■ Exercise materials ■
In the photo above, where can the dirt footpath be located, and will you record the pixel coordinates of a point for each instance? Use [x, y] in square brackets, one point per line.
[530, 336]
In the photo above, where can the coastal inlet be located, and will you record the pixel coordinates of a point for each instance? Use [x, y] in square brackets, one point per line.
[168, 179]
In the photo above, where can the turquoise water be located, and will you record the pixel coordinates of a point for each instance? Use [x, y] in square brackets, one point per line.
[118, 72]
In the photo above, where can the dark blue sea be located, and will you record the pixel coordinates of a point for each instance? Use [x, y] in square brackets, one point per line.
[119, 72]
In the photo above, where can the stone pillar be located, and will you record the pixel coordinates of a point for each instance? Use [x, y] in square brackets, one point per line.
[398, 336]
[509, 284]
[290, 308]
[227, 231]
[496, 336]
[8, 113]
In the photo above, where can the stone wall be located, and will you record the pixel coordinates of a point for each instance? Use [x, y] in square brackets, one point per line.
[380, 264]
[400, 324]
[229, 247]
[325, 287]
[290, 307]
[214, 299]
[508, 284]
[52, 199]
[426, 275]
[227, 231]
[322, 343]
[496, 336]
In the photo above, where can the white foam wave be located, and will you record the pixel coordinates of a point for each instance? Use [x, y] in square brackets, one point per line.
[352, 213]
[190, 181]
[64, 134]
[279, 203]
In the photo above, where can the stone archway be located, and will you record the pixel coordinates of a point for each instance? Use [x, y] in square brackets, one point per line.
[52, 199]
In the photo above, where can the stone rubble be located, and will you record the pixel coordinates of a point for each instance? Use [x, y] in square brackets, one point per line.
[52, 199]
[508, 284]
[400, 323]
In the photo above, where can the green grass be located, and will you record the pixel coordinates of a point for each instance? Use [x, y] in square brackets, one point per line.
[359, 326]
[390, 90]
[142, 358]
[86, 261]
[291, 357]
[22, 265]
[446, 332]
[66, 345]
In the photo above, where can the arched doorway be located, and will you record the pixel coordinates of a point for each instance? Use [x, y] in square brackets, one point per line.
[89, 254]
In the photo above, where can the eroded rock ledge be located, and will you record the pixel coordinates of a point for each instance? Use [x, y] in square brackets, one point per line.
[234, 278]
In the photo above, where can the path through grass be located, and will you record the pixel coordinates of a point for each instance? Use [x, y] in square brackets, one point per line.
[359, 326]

■ Exercise requirements ■
The answer must consist of the lines from the one with "In the photo above, where can the path" through the final line of the entries above, exactly as they are, and nothing else.

■ Exercise response ■
In the photo above, where can the path through grass be located, and will you record the pixel coordinates of a point for each instance? Use [x, y] in square brackets, one point per line.
[359, 326]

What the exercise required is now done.